*** INPUT RECORDS ***
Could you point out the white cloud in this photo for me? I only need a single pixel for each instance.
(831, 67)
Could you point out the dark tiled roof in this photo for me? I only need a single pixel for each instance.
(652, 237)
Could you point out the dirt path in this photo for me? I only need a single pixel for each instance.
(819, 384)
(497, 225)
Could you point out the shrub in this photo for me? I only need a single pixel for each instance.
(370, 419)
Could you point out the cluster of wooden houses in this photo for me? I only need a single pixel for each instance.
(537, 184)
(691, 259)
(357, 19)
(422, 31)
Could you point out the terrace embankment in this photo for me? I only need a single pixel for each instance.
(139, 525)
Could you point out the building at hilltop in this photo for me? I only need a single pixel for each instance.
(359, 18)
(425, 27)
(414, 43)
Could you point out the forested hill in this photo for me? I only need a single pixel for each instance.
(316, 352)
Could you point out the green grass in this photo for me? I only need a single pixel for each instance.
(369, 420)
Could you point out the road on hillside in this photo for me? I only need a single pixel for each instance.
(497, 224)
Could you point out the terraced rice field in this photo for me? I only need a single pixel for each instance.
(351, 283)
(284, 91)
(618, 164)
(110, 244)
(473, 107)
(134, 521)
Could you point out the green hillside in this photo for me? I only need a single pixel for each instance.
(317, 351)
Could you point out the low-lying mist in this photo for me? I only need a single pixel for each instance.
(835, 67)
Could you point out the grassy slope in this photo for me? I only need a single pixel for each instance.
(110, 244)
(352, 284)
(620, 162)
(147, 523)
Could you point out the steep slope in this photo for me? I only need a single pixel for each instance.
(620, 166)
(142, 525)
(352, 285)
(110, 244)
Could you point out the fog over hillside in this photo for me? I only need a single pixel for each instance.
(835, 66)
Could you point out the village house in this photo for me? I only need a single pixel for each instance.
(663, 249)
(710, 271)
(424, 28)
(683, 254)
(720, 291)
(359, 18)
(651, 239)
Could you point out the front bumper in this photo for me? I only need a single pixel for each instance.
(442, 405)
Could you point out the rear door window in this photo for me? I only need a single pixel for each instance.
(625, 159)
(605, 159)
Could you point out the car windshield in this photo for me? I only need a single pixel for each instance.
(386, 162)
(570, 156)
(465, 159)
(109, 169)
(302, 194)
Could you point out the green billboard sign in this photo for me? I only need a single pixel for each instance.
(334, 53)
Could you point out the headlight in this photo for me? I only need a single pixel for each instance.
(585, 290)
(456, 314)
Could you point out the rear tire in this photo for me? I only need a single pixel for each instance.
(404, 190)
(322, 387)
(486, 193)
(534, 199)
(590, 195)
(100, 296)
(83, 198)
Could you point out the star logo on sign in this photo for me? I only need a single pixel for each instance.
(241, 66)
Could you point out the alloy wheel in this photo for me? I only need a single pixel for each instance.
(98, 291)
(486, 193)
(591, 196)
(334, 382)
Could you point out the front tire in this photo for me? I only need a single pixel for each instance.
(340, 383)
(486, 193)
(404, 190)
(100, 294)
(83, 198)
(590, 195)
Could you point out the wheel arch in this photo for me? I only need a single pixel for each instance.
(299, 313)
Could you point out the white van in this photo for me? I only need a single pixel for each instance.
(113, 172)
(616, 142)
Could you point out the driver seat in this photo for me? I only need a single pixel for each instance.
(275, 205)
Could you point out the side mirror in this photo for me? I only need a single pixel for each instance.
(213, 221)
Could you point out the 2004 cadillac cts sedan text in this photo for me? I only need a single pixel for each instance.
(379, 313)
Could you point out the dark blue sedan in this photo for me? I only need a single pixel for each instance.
***
**EXERCISE BRIEF**
Transcribe the material above. Change nothing in it.

**WRITTEN RESPONSE**
Could you point out the white cloud in this photo for me? I only need a single pixel for each instance.
(831, 67)
Could you point out the dark tiled roof in this photo for me? I only need a single pixel for each instance.
(652, 237)
Could you point out the dirt path in this photo for me? I only need a single pixel for each instance.
(819, 384)
(497, 225)
Could you point out the shrub in this photo for me? I only need a single pixel for each instance.
(370, 419)
Could you point out the cluster of wooden houses in this photo for me? I only need a single pixel for each instance.
(537, 184)
(691, 259)
(357, 19)
(422, 31)
Could you point out the terrace embankment in this photo for me? I only need a single pixel for each instance.
(139, 525)
Could you point out the building at hilltop in this photo for me? I only need a single pixel for each instance.
(359, 18)
(425, 27)
(414, 43)
Could you point out the forested hill in this photo for me? I only need a single pixel for each instance.
(316, 352)
Could you point out the green grass in this photo for me? I only need a single pixel for each instance.
(369, 420)
Could you point out the road on hillside in this photo for me? I only need a single pixel for each instance.
(497, 224)
Could you point out the terraced rice field in this photo for me? I only need a single pixel for each instance.
(351, 283)
(284, 91)
(618, 164)
(110, 244)
(473, 107)
(134, 521)
Could you point out the green hillside in this photo for me? I only need a single pixel for each instance.
(317, 351)
Could you point out the low-lying mist in this photo for me? I only need a single pixel for each instance.
(835, 67)
Could you point out the grassy slope in this photo for me? I only need a single pixel for each instance.
(110, 244)
(352, 284)
(620, 162)
(147, 523)
Could you point out the steep slope in this photo for me? I only need a single pixel for each instance.
(620, 166)
(142, 525)
(352, 285)
(110, 244)
Could you point out the fog over hillside in this photo for me? I only need a single pixel for each instance.
(835, 66)
Could you point out the village house in this photo for me? I only need a single pixel for each instance.
(663, 249)
(710, 271)
(424, 28)
(683, 254)
(720, 291)
(359, 18)
(651, 239)
Could you point out the front bumper in this photo for me? I only need a single pixel for each instance.
(442, 405)
Could you point out the rear door window in this photo for me? I only need a single pixel for each instance.
(625, 159)
(605, 159)
Could you point out the car windshield in this photo for me? I only need a single pixel for each instance.
(386, 162)
(570, 156)
(465, 159)
(109, 169)
(302, 194)
Could you point out the green billboard sign in this photo for me? I only need a single pixel for each instance.
(334, 53)
Could you point out the headlight in this photo for me? I only need a single pixel for each instance.
(585, 290)
(456, 314)
Could you point out the rear tire in this photo for me? I only need a single pixel for each instance.
(404, 190)
(322, 387)
(486, 193)
(534, 199)
(590, 195)
(100, 296)
(83, 198)
Could you point out the star logo on sign in this photo for me? I only need a single pixel for each instance.
(241, 66)
Could you point out the alloy wheel in this photo for me? I only need a single pixel for each instance.
(98, 291)
(486, 193)
(591, 196)
(334, 382)
Could you point out the front tire in this photo for me? I only need a single pixel for each instance.
(340, 383)
(486, 193)
(404, 190)
(100, 294)
(83, 198)
(590, 195)
Could you point out the wheel arch in this photo for me? I only need a single pixel for each instance.
(299, 313)
Could you point out the white van in this photo for me? I only need a single pixel for each instance.
(113, 172)
(616, 142)
Could you point out the driver seat in this photo for me? I only need a single pixel for each instance.
(275, 205)
Could you point out the side mirror in this photo for me? I only need a single pixel for each instance.
(213, 221)
Could you point out the 2004 cadillac cts sedan text in this photo for me? I only need a single pixel for each instance.
(379, 313)
Could you point out the dark blue sedan in this photo for me? I only need a single pixel for each instance.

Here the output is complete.